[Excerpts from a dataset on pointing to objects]
|---|

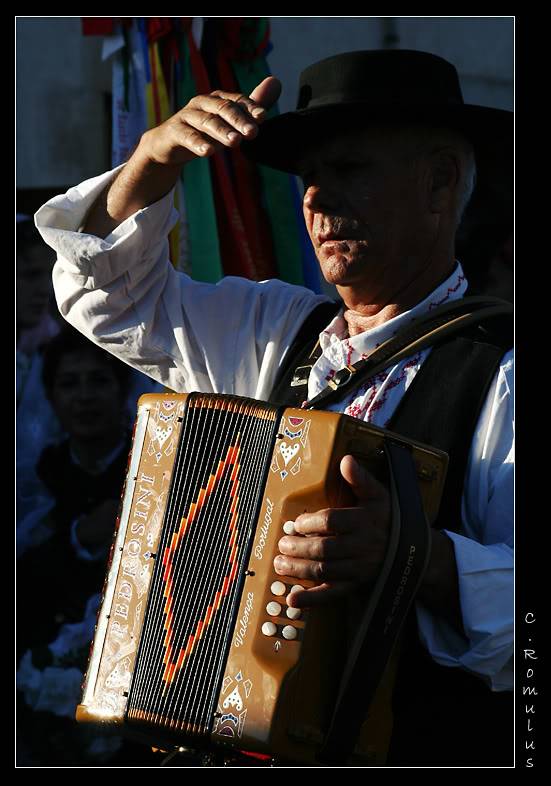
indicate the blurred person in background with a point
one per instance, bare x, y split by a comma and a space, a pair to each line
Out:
59, 580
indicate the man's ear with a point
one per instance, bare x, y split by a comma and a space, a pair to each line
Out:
446, 174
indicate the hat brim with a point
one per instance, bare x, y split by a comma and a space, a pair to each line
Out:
283, 140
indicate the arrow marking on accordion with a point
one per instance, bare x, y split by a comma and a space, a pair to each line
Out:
172, 667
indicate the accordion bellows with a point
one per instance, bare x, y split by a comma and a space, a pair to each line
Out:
194, 645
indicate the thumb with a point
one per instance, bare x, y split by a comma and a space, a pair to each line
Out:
363, 484
267, 92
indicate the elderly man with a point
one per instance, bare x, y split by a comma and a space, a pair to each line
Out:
386, 149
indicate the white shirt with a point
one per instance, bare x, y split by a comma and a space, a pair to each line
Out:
123, 293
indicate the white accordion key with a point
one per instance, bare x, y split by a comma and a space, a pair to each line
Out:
278, 588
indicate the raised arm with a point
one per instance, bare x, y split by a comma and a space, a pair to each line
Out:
205, 125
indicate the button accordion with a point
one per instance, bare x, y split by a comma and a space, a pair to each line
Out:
194, 645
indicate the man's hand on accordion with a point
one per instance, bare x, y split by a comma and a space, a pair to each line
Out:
341, 548
338, 548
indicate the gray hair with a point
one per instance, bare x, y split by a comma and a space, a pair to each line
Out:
428, 140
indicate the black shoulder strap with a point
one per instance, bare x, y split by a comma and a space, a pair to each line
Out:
443, 403
298, 352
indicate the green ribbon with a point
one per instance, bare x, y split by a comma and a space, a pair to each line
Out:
275, 185
204, 249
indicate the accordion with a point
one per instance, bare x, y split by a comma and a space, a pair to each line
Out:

|---|

■ YOUR INSTRUCTIONS: Quote all of the lines above verbatim, omitting the pictures.

■ RESPONSE TO THIS EXERCISE:
indicate the blurred person in background with a point
one per instance, bare x, y split by a comma and a space, a pair to each line
Out:
59, 580
indicate the man's ear with a point
one per instance, bare x, y split by a comma and a space, a pair to each line
Out:
446, 174
indicate the hat brim with a point
one per instance, bare x, y split by a comma and a space, a pair to each line
Out:
283, 140
indicate the arrow marking on accordion with a point
one per instance, bare x, y split by a comma and a space, a pair to each line
Out:
172, 667
indicate the accordion bellows with a point
one per instance, bare x, y split by a comma and a space, a pair to each line
Out:
194, 645
indicate the thumb with a point
one per instance, bare x, y split by a comma and a space, a pair to each line
Out:
363, 484
267, 92
indicate the elderly man with a point
one per instance, bare x, y split by a comma and a space, a pair to each line
Out:
386, 149
indicate the white shirt with a point
one per instance, bare x, y split by a comma and a space, a pair to each line
Out:
123, 293
indicate the white accordion key with a point
one per instance, bare x, y split by a comma and a space, a pair to each line
Out:
278, 588
indicate the raised arm with a point
one per instance, bare x, y split by a comma and a space, a pair to each line
Out:
205, 125
indicate the button accordion with a point
one per instance, bare x, y split by a comma and a space, a pair to each line
Out:
194, 645
indicate the man's hand on accordion with a point
one per instance, bare x, y split by a comma and a space, a pair to each line
Out:
341, 548
338, 548
indicate the gray hair with a point
one per instance, bare x, y split by a comma and a space, a pair to each line
Out:
428, 140
indicate the black shoulder strap with a point
one per instance, bare x, y split by a comma and a space, a pair to each line
Out:
443, 403
298, 352
indicate the green ribbon with a point
one per instance, bare x, y split by a comma and a space, a pair to each line
Out:
275, 185
204, 249
indicate the accordion with a point
one per instance, bare x, y split by a comma and a space, a pair to each line
Out:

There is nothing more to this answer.